Material for this exercise -

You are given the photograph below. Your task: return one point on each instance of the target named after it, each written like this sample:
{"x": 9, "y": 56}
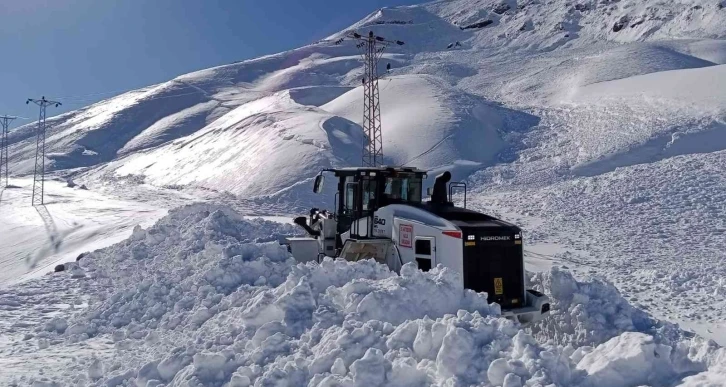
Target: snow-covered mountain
{"x": 527, "y": 55}
{"x": 599, "y": 126}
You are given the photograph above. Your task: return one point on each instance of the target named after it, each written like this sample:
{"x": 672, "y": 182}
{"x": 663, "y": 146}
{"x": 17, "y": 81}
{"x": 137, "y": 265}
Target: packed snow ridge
{"x": 207, "y": 298}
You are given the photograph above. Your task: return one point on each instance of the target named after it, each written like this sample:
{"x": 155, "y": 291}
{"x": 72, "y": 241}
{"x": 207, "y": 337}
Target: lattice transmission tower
{"x": 372, "y": 47}
{"x": 39, "y": 175}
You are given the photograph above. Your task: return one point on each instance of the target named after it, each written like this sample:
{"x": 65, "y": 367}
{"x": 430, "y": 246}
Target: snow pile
{"x": 589, "y": 313}
{"x": 206, "y": 298}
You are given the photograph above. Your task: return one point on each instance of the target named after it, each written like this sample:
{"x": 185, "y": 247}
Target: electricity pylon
{"x": 5, "y": 123}
{"x": 39, "y": 175}
{"x": 372, "y": 47}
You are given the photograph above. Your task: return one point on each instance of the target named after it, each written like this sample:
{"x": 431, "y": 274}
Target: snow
{"x": 71, "y": 222}
{"x": 596, "y": 126}
{"x": 179, "y": 303}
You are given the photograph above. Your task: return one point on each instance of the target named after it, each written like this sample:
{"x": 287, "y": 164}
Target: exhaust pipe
{"x": 439, "y": 194}
{"x": 302, "y": 221}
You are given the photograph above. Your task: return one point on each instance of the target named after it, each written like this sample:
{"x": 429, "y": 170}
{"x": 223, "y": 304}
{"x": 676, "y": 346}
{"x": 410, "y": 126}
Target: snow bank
{"x": 207, "y": 298}
{"x": 589, "y": 313}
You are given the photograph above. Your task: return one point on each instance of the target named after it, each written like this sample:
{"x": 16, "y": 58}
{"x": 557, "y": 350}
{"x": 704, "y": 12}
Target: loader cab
{"x": 362, "y": 191}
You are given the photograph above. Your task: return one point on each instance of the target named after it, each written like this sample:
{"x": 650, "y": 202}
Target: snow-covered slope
{"x": 563, "y": 46}
{"x": 207, "y": 298}
{"x": 596, "y": 125}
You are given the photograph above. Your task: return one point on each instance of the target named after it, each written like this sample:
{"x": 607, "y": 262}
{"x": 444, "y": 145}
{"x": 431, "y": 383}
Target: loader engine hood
{"x": 493, "y": 255}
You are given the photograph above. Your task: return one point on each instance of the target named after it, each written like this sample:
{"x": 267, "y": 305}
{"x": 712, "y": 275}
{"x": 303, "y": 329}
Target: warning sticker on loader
{"x": 405, "y": 235}
{"x": 498, "y": 286}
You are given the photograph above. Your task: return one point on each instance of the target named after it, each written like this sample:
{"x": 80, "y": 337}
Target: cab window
{"x": 403, "y": 189}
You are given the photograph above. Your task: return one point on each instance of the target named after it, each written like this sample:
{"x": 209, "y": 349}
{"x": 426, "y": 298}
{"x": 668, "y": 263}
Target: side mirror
{"x": 318, "y": 186}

What to work on - Extract each line of the data above that contains the word "snow".

Worked answer -
Target: snow-covered mountain
Target: packed snow ridge
Target: snow pile
Target: snow
Target: snow bank
Target: snow-covered slope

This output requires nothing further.